━━━ Dataset excerpts
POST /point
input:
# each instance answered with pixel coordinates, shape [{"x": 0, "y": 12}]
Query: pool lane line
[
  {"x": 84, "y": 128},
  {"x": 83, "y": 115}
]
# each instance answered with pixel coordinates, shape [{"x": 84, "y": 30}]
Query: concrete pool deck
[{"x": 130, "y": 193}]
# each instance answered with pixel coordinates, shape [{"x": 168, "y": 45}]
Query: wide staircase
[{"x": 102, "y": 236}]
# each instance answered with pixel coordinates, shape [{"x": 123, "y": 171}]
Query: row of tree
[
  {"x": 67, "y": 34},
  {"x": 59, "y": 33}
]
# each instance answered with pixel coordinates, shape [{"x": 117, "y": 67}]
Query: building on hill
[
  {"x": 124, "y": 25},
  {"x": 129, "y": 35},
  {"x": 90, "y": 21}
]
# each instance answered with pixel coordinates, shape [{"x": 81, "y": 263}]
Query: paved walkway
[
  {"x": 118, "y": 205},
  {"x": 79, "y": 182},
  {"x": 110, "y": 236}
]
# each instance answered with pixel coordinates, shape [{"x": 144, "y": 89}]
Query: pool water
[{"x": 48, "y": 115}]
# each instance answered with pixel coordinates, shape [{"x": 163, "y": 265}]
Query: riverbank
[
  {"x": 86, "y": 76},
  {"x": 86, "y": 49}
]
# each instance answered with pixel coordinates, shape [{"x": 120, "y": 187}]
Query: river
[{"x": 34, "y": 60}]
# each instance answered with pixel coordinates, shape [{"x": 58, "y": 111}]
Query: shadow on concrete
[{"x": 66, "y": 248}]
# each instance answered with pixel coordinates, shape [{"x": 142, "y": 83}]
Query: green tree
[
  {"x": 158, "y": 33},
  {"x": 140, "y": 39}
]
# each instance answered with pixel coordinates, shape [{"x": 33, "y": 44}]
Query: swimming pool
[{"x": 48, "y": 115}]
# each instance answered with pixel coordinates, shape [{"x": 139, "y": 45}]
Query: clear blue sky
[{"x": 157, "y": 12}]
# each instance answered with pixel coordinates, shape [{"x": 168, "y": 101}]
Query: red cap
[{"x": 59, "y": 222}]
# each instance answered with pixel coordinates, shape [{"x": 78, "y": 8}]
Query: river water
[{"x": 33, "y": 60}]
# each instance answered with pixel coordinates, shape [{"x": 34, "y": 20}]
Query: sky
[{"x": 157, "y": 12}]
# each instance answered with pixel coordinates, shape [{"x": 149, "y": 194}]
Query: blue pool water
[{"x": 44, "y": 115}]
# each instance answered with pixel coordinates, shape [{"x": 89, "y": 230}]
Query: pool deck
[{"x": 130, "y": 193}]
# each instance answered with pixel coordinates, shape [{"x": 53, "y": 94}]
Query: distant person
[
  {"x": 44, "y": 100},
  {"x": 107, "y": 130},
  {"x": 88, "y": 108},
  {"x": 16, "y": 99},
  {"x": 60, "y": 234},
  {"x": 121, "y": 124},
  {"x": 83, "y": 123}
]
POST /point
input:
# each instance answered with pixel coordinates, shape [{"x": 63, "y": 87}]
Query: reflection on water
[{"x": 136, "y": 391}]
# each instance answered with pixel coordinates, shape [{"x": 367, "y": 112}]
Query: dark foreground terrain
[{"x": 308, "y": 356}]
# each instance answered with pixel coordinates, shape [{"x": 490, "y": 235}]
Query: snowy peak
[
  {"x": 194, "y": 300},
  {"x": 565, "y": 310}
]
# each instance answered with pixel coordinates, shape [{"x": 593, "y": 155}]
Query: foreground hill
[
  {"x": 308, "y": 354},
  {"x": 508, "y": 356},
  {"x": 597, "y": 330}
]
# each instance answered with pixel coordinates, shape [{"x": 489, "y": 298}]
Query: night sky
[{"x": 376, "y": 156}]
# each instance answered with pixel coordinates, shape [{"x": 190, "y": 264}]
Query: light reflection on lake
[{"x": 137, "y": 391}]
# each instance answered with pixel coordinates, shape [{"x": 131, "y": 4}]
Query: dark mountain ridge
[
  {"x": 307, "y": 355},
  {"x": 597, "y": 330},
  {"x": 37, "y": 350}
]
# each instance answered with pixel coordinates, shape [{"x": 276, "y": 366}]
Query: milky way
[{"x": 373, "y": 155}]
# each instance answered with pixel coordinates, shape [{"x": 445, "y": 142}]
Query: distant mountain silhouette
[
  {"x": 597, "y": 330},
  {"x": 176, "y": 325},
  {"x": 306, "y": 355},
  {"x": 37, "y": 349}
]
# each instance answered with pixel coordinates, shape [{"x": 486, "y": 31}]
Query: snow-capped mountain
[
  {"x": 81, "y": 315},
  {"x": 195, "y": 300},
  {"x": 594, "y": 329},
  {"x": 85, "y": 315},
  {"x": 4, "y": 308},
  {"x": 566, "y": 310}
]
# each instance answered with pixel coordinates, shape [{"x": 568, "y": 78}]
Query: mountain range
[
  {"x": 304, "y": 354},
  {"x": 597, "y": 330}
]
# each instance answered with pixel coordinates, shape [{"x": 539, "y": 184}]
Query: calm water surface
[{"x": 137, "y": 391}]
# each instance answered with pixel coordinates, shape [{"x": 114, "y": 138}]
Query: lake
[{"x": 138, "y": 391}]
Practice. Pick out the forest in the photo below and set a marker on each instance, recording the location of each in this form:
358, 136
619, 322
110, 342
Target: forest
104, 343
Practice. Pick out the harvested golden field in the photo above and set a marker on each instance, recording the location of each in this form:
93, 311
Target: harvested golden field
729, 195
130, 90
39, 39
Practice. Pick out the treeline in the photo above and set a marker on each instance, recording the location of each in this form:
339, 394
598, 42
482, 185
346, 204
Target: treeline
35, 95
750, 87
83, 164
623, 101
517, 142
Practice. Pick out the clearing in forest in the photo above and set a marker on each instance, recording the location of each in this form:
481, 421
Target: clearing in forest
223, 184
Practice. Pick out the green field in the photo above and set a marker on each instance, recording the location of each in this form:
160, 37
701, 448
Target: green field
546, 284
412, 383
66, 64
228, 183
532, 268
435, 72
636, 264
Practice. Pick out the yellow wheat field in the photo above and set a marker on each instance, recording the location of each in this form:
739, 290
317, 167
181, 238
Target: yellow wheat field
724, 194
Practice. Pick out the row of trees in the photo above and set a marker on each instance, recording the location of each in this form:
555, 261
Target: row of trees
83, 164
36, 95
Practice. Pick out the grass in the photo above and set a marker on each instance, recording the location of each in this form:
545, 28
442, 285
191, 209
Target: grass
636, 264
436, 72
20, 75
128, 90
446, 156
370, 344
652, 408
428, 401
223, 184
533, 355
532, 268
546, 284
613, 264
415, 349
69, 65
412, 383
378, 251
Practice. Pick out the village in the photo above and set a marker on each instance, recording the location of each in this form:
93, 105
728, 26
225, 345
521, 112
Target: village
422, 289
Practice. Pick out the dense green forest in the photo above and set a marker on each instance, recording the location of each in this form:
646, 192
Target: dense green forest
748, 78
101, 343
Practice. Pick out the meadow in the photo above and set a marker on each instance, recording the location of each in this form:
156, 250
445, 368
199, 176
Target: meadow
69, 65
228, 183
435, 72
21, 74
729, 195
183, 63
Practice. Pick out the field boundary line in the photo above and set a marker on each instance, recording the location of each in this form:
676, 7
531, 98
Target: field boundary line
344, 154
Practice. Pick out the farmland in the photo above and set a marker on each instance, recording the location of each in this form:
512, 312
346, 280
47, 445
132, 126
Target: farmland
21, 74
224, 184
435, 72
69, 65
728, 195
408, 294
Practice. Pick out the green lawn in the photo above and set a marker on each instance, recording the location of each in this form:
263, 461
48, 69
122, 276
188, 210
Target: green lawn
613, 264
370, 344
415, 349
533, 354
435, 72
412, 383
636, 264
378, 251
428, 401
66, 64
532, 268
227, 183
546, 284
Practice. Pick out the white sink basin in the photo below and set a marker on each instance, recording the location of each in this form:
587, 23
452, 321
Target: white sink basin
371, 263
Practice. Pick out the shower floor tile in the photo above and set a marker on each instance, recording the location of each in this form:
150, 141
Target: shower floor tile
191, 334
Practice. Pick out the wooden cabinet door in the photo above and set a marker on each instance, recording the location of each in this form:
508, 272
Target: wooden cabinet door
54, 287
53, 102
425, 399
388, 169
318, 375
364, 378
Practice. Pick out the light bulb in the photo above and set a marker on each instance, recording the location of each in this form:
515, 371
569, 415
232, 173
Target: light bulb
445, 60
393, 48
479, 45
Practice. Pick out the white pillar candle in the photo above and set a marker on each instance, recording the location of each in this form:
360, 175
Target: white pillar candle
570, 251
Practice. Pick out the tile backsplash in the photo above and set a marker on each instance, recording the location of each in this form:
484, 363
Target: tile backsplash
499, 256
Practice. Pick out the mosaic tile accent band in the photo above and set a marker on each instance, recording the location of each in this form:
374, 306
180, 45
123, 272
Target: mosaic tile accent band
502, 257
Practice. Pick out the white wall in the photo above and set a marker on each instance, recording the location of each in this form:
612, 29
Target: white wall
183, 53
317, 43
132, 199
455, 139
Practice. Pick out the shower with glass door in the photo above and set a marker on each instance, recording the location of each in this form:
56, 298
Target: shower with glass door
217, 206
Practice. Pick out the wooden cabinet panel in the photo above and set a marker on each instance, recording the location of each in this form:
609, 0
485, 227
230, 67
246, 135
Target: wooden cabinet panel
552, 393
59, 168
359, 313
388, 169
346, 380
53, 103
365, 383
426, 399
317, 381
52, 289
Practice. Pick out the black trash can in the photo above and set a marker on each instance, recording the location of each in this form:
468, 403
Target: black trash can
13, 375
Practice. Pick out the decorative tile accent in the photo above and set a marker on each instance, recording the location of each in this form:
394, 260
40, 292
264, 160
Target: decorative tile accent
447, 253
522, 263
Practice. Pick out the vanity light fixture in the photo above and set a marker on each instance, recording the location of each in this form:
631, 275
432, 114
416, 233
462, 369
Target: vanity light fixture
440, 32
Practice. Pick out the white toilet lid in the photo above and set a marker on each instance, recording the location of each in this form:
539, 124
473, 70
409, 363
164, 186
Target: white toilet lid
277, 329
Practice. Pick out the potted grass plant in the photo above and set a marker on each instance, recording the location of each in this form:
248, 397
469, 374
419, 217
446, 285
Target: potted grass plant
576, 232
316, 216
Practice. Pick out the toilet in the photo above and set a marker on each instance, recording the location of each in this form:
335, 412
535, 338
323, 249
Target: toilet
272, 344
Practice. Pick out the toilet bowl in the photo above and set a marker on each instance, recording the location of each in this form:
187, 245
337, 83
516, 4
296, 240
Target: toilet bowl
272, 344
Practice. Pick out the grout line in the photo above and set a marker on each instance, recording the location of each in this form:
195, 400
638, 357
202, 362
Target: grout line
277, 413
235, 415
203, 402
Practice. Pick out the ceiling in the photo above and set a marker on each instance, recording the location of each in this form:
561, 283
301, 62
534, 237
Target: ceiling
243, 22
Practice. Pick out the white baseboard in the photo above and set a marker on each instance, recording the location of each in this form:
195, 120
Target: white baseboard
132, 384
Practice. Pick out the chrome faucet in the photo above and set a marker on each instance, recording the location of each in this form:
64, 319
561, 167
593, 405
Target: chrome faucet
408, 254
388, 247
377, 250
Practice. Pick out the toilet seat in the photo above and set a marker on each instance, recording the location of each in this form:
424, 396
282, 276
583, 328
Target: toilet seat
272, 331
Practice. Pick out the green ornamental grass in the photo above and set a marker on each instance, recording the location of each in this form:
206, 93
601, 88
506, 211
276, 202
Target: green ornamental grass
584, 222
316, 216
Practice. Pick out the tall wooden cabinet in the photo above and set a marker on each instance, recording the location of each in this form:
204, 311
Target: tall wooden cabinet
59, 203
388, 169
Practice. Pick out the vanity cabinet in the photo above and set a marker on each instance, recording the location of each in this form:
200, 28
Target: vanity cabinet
━━━━━━
**To do**.
Where a line above holds the string "below", copy that line.

**Response box**.
Practice. Pick out the forest in the photo below and set a marker on each instance, recording the location of each in this form:
Practice. Pick out the white sink basin in the photo below and set a marker on each instance, recording the location of each in this form:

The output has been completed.